▶ [Requirement A]:
Copy the records from the line containing "Now, locate where calm" through the line containing "[22,202,137,210]", renaming "suspension bridge" to "footbridge" and leaving everything else unchanged.

▶ [Text passage]:
+ + +
The optimal trajectory generating strategy for autonomous vehicle overtaking proposed in this study is based on the solution of an optimal prediction problem with the goal of minimizing driving costs while limiting collision risks in the presence of any opposite vehicle on the overtaking lane. For simplicity, the current position of the host vehicle on the original lane is used as the reference, i.e., $x_{\mathrm{h}}\left(0\right)=0$ and $y_{\mathrm{h}}\left(0\right)=0$, to represent the relative longitudinal positions $x_{\mathrm{p}}\left(0\right)$ and $x_{\mathrm{o}}\left(0\right)$ of the preceding and opposite vehicles, respectively. We suppose that the slow preceding vehicle and the opposite vehicle will maintain their respective speeds, $v_{\mathrm{p}}\left(0\right)\ll V_{\mathrm{road}}$ and $v_o$, until $t=T$. Therefore, the predicted positions ${\overline{x}}_{\mathrm{p}}\left(t\right)$ and ${\overline{x}}_{\mathrm{o}}\left(t\right)$ of the preceding vehicle and opposite vehicle at $t=1,2,\dots ,T$ can be estimated if there are no adjacent obstructing vehicles on the road.

To implement the automated overtaking scheme subject to state dynamics, and feasibility and safety constraints (1)–(11), with given ${\overline{x}}_{\mathrm{p}}\left(t\right),{\overline{x}}_{\mathrm{o}}\left(t\right),t=1,2,\dots ,T$, an optimization problem is solved with the following objective:

$$\underset{\{u_{\mathrm{h}},a_{\mathrm{h}}\}}{min}J(y_{\mathrm{h}},x_{\mathrm{h}},v_{\mathrm{h}},u_{\mathrm{h}},a_{\mathrm{h}})=c_1{(V_{\mathrm{d}}-v_{\mathrm{h}}\left(T\right))}^2+\sum _{t=0}^{T-1}{c}_2{a}_{\mathrm{h}}^2\left(t\right)+c_3\Delta u_{\mathrm{h}}^2\left(t\right)+{\mathcal{P}}_{\mathrm{Risk}}\left(t\right),$$

(12)

where $c_2,c_2,$ and $c_3$ are constant weights, and $\Delta u_{\mathrm{h}}\left(t\right)=u_{\mathrm{h}}\left(t\right)-u_{\mathrm{h}}(t-1)$ denotes the change in lateral speed in two steps. The first term of the objective function (12) represents the terminal cost, which implies that the vehicle should be close to the desired speed $V_{\mathrm{d}}$ at the end of the overtaking. The square of terms associated with acceleration, lateral speed, and change in lateral speed over the period $t=0,1,2,\dots ,T$, are used as the costs in (12) to ensure an efficient and comfortable overtake. By reducing these cost, a vehicle can execute a very smooth overtaking. However, in the presence of a close opposite vehicle, the risk penalty ${\mathcal{P}}_{\mathrm{Risk}}(·)$ can be significant and dominate the overall cost in (12). The optimal solution would trade off such risk costs by choosing the appropriate control inputs.
+ + +
▶ [Requirement B]:
In the overtaking text, what does the first term of objective function (12) represent?
+ + +
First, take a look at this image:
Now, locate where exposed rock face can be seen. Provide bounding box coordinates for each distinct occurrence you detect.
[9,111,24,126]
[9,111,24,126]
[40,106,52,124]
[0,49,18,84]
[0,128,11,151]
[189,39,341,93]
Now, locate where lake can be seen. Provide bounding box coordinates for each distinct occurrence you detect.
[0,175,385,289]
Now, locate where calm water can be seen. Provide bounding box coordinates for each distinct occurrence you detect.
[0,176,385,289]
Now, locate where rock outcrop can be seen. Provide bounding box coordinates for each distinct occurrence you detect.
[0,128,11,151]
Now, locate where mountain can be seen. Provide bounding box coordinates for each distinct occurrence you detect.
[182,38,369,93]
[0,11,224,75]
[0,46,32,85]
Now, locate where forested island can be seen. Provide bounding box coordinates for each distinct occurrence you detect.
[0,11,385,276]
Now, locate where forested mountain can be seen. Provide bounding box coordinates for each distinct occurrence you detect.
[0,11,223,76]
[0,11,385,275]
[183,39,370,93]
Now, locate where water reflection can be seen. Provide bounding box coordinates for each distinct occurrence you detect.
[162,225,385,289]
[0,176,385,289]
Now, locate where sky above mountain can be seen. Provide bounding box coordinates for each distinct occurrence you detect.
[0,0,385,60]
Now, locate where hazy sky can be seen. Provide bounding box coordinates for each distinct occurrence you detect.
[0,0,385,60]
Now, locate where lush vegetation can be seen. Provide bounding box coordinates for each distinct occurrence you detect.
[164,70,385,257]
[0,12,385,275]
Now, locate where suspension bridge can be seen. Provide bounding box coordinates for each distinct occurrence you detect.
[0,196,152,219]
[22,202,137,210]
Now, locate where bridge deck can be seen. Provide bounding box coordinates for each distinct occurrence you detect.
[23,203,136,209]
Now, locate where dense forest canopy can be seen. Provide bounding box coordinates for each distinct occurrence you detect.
+ + +
▶ [Full response A]:
Now, locate where calm water can be seen. Provide bounding box coordinates for each distinct occurrence you detect.
[0,176,385,289]
Now, locate where rock outcrop can be seen. Provide bounding box coordinates for each distinct occurrence you detect.
[0,128,11,151]
Now, locate where mountain can be seen. Provide bounding box coordinates for each distinct occurrence you detect.
[182,38,369,93]
[0,11,224,75]
[0,46,32,85]
Now, locate where forested island can be seen. Provide bounding box coordinates for each distinct occurrence you detect.
[0,11,385,276]
Now, locate where forested mountain can be seen. Provide bounding box coordinates for each distinct occurrence you detect.
[0,11,223,76]
[0,11,385,275]
[183,39,370,93]
Now, locate where water reflection can be seen. Provide bounding box coordinates for each distinct occurrence you detect.
[162,225,385,289]
[0,176,385,289]
Now, locate where sky above mountain can be seen. Provide bounding box coordinates for each distinct occurrence you detect.
[0,0,385,60]
Now, locate where hazy sky can be seen. Provide bounding box coordinates for each distinct occurrence you detect.
[0,0,385,60]
Now, locate where lush vegetation can be seen. Provide bounding box coordinates for each distinct occurrence you detect.
[164,70,385,257]
[0,12,385,275]
Now, locate where footbridge can be seen. Provide bounding box coordinates for each distinct occurrence you detect.
[0,196,152,219]
[22,202,137,210]

▶ [Full response B]:
It represents the terminal cost, which means the vehicle should be close to the desired speed at the end of the overtaking.